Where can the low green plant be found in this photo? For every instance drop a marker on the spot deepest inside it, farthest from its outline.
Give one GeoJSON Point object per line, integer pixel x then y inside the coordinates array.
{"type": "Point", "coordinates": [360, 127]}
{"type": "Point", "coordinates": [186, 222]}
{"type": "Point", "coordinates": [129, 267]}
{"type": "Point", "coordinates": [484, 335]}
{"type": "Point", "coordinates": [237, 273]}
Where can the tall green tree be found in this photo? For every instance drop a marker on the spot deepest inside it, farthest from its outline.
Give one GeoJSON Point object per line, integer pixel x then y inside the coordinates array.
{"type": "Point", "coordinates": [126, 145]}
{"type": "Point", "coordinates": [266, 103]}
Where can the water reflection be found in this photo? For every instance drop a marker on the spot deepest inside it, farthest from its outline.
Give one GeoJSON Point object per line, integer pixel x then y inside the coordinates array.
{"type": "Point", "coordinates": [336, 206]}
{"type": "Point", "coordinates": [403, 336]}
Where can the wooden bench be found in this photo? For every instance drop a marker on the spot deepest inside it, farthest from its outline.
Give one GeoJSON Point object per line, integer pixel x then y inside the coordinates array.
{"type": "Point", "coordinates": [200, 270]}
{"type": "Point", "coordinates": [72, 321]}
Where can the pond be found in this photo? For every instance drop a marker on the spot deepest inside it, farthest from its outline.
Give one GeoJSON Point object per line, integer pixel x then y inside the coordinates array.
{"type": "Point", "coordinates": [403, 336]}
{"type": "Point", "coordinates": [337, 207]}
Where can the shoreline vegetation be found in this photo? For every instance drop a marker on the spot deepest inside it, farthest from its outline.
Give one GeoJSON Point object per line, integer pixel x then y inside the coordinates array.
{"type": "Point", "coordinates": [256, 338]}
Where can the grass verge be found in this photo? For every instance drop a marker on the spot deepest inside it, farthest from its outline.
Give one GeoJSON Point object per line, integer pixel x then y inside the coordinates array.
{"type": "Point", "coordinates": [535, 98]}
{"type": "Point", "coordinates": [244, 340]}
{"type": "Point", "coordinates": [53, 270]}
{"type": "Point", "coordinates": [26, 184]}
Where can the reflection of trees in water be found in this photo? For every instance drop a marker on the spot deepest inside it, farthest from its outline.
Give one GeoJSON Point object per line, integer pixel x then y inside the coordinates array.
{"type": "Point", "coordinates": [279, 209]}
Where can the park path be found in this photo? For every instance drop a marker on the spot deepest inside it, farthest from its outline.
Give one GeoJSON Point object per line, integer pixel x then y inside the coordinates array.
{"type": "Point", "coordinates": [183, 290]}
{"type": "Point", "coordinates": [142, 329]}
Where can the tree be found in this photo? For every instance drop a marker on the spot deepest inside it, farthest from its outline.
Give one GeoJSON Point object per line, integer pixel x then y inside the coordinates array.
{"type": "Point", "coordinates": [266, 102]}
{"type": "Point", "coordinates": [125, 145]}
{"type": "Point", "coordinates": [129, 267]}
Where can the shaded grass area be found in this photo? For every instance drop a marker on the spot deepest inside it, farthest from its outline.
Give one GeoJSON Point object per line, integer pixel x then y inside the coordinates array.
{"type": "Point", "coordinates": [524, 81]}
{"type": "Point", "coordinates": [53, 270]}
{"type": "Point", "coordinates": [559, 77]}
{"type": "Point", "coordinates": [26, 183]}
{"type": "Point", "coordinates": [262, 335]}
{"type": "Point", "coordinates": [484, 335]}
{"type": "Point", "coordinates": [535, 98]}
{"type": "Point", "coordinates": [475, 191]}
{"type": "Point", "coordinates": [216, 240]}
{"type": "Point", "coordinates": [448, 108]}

* _TASK DESCRIPTION_
Reproduce every record above exactly as it appears.

* _IN RESPONSE_
Where can the low green plant be found in this photo? For every instance drop a marker on the spot deepest inside it, farthest from its outline.
Give one GeoJSON Point object per line, integer pixel x then y inside the coordinates array.
{"type": "Point", "coordinates": [360, 127]}
{"type": "Point", "coordinates": [186, 222]}
{"type": "Point", "coordinates": [129, 267]}
{"type": "Point", "coordinates": [484, 335]}
{"type": "Point", "coordinates": [237, 273]}
Where can the tall green tree be found in this photo? For every instance drop a marker on the spot deepest inside it, farthest from its outline.
Give one GeoJSON Point object per line, integer pixel x then y inside the coordinates array.
{"type": "Point", "coordinates": [126, 145]}
{"type": "Point", "coordinates": [266, 103]}
Where can the water reflection be found in this photo? For every instance drop a marker on the spot deepest inside it, farthest from its outline.
Give one GeoJSON Point object per line, integer pixel x then y inside the coordinates array.
{"type": "Point", "coordinates": [336, 206]}
{"type": "Point", "coordinates": [403, 336]}
Where can the wooden bench be found in this photo? For every instance drop a marker on the spot deepest inside it, farthest from its outline.
Give one GeoJSON Point object per line, integer pixel x then y inside the coordinates array.
{"type": "Point", "coordinates": [200, 270]}
{"type": "Point", "coordinates": [72, 321]}
Where can the pond be found in this photo? For every instance drop a marker on the spot deepest inside it, farthest from its outline.
Give one GeoJSON Point object per line, integer pixel x then y inside the coordinates array.
{"type": "Point", "coordinates": [403, 336]}
{"type": "Point", "coordinates": [337, 207]}
Where can the shoreline vegetation be found in this photo? For every instance drop a marker on the spot deepest inside it, farthest from its outline.
Give one GeoJSON Point object per line, integer pixel x then y inside the coordinates array.
{"type": "Point", "coordinates": [256, 338]}
Where can the grass verge be found in this photo? For every instance drop a marker on the spot deepest inside it, farthest from its outline.
Give one GeoJSON Point object per line, integer pixel x then y inside the coordinates array.
{"type": "Point", "coordinates": [535, 98]}
{"type": "Point", "coordinates": [244, 340]}
{"type": "Point", "coordinates": [53, 270]}
{"type": "Point", "coordinates": [26, 184]}
Where can the reflection of trees in water be found in this photo? For every instance drop a marker on the spot deepest inside it, farthest from its outline.
Give one GeoJSON Point object per line, integer pixel x then y inside the coordinates array.
{"type": "Point", "coordinates": [279, 209]}
Where can the park path be found in this photo? For every instance drop a marker on the spot deepest inside it, farthest from its outline.
Give one GeoJSON Point object per line, integer pixel x then y inside the coordinates array.
{"type": "Point", "coordinates": [183, 290]}
{"type": "Point", "coordinates": [142, 329]}
Where can the tree be found in this photo? For every instance drop a marker on the spot deepest inside it, farthest from its outline.
Give one GeoJSON Point object per line, integer pixel x then y inside the coordinates array.
{"type": "Point", "coordinates": [266, 102]}
{"type": "Point", "coordinates": [125, 145]}
{"type": "Point", "coordinates": [129, 267]}
Where can the shaded grass area be found in this photo? For every instance drop a marker on the spot deepest inside it, farthest from its outline.
Give one GeoJSON Point object per line, integer pixel x then y inside the coordinates array.
{"type": "Point", "coordinates": [524, 81]}
{"type": "Point", "coordinates": [53, 270]}
{"type": "Point", "coordinates": [559, 77]}
{"type": "Point", "coordinates": [26, 183]}
{"type": "Point", "coordinates": [262, 335]}
{"type": "Point", "coordinates": [484, 335]}
{"type": "Point", "coordinates": [535, 98]}
{"type": "Point", "coordinates": [475, 191]}
{"type": "Point", "coordinates": [216, 240]}
{"type": "Point", "coordinates": [448, 108]}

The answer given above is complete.